→ **EXERCISE DETAILS**
Start at the line in the entries below that contains "Find the closed", stop at the line that contains "Find the hand", and output exactly the lines in that span, both ends included.

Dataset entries
------------
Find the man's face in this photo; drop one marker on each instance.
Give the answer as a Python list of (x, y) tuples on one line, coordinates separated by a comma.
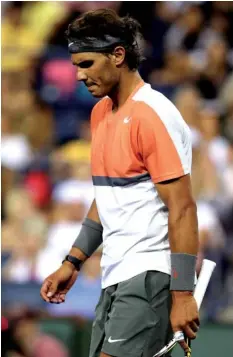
[(98, 71)]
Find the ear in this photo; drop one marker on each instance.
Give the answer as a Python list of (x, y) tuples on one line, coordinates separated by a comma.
[(119, 55)]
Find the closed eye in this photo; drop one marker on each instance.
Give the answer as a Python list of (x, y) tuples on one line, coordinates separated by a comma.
[(85, 64)]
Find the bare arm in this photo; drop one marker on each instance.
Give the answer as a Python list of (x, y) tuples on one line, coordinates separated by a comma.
[(183, 238), (182, 220), (94, 216)]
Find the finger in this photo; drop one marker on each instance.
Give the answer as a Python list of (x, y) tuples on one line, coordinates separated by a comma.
[(52, 289), (184, 345), (62, 297), (189, 332), (44, 290), (194, 326), (54, 301)]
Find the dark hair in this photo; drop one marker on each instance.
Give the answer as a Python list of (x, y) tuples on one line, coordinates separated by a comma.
[(102, 22)]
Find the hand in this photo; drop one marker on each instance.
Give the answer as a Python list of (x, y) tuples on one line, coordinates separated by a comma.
[(56, 286), (184, 315)]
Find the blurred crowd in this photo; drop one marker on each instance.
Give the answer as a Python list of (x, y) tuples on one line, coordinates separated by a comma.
[(45, 149)]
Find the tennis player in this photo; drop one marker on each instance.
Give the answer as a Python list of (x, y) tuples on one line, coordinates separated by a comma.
[(143, 211)]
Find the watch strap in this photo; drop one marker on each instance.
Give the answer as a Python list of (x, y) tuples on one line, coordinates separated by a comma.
[(75, 261)]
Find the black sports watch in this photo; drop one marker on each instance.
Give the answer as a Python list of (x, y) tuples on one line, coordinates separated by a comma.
[(75, 261)]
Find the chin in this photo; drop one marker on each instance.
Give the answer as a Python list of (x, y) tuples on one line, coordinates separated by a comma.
[(98, 94)]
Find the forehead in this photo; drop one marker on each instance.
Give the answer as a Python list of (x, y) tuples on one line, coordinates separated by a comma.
[(77, 58)]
------------
→ **FINISHED EXERCISE**
Find the closed eye in this photo; drop one marker on each instance.
Give the answer as a Python list of (x, y) tuples on one line, coordinates separated by a comma.
[(85, 64)]
Find the bare arm in this photo; drop one marker on each instance.
Give the answer as a Python list of (x, y) tuples on one line, coordinates separated by a comma.
[(183, 238), (182, 220), (94, 216)]
Find the finger in this photo; drop one marker on each instance.
Give the answer as a Python list of (x, y) tuples on one line, coordinates separated by a comma.
[(52, 289), (184, 345), (62, 297), (189, 332), (44, 290), (194, 326), (54, 301)]
Find the dark hair in this photo; drop one marker on each instance.
Give the answer as a Python list of (x, y) tuples on one line, coordinates separated by a comma.
[(102, 22)]
Find the hand in this photo; drop one marker on each instance.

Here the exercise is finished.